Excerpt -
+-------+

= Madagascar Fauna and Flora Group =

Logo of MFG featuring the Aye-Aye

The Madagascar Fauna and Flora Group (MFG) is an international consortium of zoos and other conservation agencies which pool resources to help conserve animal species in Madagascar, through captive breeding programs, field research programs, training programs for rangers and wardens, and acquisition and protection of native habitat in Madagascar. It is a non-governmental organization working in conjunction with the
Ministry of Water, Forests, and the Environment, Government of Madagascar. It is the organization behind the Save the Lemur campaign and is headquartered at the Saint Louis Zoo.

==Origins==
The organization was formed in response to a plea by the Government of Madagascar to the international zoo community in 1987 to help conserve species and habitat in Madagascar and provide training and know-how for such activities. The plea was made at a meeting held at St. Catherines Island, Georgia, United States. Convened by the Wildlife Conservation Society and the Conservation Breeding Specialist Group of the International Union for Conservation of Nature, it was attended by the Durrell Wildlife Conservation Trust (then Jersey Wildlife Preservation Trust) headed by Gerald Durrell, Parc Zoologique et Botanique de Mulhouse, the Strasborg consortium, the Duke Lemur Center, and several US zoos. These institutions became the founding members of the group when it was formalized in 1988. As of August 2021, the organization has 30 member institutions. The two logos of the organization sport two of Madagascar's oft championed species for conservation – the ruffed lemur and the aye-aye.

==Goals==

Logo for the Save the Lemur campaign, featuring a ruffed lemur

The six major goals of the MFG, as outlined in their mission statement, are:

- Providing training and support at Parc Ivoloina, Madagascar's premier zoological park and resort. Support includes outreach and educational programs, and veterinary support.
- Protection of National Parks and Wildlife Reserves, notably the Betampona Reserve, where the MFG have started the re-introduction of captive-bred ruffed lemurs into the wild.
- Promoting and funding field work pertaining to Madagascar fauna, flora and habitat. Cases in point are the side-necked turtle, the Malagasy pond heron and a range of lemur species.
- Managing captive breeding programs for Madagascar species in and outside Madagascar, co-ordinating amongst the various member organizations.
- Planning conservation goals in conjunction with the Madagascar National Parks Association
- Educating zoo visitors worldwide about Madagascar's biological heritage

Among their campaigns is Save the Lemur, a drive to raise funds and generate awareness about the plight of lemur species in Madagascar.

+-------+

Extracted entries -
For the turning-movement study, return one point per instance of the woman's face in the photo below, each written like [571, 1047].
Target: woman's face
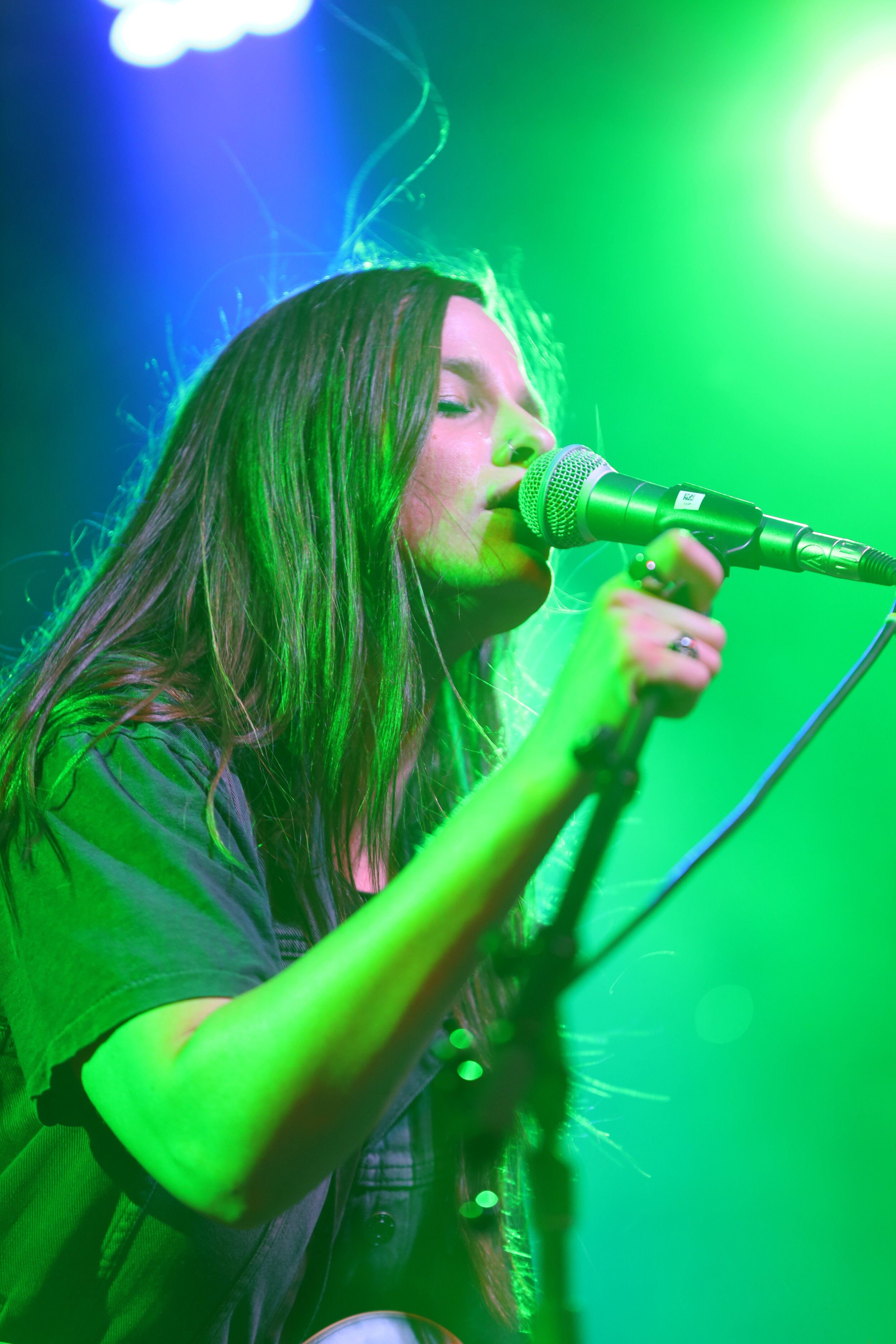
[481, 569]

+-------+

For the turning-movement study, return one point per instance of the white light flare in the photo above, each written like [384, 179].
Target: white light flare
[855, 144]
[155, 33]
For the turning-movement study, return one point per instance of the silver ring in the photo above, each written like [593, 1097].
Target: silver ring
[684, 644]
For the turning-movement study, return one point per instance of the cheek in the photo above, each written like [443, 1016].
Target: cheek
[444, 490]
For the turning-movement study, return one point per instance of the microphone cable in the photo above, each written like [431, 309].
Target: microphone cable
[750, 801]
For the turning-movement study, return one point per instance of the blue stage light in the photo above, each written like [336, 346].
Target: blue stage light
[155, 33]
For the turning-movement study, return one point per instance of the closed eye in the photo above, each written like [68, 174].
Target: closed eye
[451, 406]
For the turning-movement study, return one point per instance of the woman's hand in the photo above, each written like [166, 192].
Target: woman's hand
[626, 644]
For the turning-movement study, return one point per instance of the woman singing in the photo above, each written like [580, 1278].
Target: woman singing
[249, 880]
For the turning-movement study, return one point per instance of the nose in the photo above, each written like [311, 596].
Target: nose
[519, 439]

+-------+

Work request -
In the text about the Madagascar Fauna and Flora Group, where is the organization headquartered?

Your response -
The organization is headquartered at the Saint Louis Zoo.